**Task objective:**
Gather every line of the records below that contains the string "concrete", and reproduce each such line in full.

**Material for the task:**

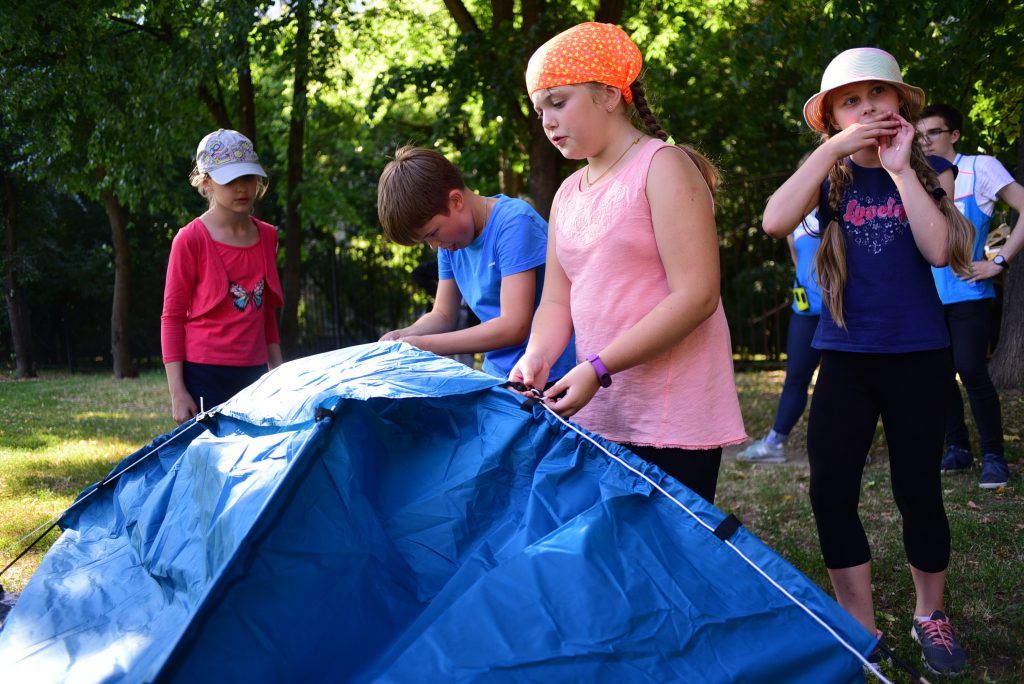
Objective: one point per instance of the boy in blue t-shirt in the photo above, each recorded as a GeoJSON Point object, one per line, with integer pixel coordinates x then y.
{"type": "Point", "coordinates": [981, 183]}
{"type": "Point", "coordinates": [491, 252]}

...

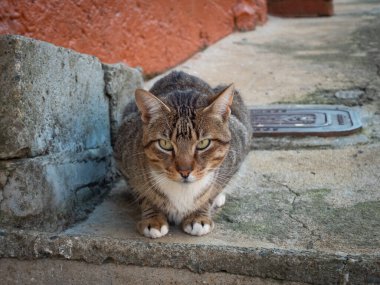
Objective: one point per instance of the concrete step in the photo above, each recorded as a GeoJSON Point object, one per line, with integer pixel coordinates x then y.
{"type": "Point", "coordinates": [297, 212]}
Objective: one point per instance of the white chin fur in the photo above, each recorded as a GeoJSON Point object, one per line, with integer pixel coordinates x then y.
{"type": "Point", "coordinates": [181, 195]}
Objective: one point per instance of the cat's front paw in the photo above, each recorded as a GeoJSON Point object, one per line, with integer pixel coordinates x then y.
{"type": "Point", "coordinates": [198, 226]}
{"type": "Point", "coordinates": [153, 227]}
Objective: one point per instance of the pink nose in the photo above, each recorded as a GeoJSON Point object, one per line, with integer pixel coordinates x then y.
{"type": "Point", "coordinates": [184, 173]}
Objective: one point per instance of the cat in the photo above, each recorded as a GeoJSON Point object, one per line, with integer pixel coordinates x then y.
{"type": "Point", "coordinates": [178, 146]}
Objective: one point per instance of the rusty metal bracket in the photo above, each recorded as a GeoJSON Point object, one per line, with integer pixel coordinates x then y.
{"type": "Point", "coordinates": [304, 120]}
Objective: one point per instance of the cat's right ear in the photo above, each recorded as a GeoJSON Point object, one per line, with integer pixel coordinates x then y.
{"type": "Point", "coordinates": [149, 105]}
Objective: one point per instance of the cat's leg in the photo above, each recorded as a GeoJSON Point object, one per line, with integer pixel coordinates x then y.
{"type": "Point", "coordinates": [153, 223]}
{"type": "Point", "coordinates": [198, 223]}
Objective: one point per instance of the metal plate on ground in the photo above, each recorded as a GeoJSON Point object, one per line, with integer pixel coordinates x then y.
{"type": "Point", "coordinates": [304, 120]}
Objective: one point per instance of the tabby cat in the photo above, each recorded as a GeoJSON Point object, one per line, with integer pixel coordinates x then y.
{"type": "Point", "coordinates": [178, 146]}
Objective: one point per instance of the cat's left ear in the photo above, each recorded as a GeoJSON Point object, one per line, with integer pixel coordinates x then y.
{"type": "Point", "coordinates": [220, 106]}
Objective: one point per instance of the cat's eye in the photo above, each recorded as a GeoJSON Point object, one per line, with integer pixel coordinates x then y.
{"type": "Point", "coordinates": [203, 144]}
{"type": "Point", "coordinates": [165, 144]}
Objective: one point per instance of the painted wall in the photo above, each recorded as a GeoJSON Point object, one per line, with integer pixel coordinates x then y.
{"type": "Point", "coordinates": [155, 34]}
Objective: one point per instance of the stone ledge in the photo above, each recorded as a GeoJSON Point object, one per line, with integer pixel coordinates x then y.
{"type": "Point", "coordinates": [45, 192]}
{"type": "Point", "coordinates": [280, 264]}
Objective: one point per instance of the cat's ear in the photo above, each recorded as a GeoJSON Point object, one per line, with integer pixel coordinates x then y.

==

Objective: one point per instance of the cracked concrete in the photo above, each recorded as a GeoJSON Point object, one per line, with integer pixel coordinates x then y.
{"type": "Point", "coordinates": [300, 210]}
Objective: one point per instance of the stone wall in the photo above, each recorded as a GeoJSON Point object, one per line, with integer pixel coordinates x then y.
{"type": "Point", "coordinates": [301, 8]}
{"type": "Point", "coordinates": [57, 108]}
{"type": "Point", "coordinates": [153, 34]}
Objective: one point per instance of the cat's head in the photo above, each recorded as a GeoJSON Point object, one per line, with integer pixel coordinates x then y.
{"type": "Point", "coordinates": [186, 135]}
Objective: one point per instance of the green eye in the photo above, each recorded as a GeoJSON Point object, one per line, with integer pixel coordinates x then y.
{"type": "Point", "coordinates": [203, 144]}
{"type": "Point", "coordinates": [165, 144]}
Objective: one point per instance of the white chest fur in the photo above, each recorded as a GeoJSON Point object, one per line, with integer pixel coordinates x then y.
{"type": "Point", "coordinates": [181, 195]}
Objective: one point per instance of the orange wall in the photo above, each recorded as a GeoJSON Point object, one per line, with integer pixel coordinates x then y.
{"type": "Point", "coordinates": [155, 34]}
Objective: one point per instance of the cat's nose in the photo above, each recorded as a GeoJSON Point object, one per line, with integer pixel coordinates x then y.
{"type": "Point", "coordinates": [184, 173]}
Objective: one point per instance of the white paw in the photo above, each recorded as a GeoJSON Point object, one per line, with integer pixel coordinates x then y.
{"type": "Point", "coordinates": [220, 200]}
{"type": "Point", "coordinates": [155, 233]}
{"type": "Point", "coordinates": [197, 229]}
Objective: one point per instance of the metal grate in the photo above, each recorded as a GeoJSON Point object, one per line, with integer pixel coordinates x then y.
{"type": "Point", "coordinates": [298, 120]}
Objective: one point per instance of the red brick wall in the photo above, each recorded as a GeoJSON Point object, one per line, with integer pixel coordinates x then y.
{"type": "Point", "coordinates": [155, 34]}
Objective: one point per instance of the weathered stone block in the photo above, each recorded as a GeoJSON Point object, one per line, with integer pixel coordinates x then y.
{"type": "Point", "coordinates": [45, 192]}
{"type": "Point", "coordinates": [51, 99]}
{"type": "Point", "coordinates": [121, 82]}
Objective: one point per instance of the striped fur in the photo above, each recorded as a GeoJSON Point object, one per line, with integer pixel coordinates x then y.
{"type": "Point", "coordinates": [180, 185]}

**Answer to this problem:**
Objective: one point per instance of the concrete step in the photo above, each recorded as a GeoJSON Point object, one per line, with integer pixel coordinates x then y.
Objective: one point per instance of the cracked concrete in the photo above, each recorded as a GeoJSON Point object, one per line, with integer pixel coordinates x then y.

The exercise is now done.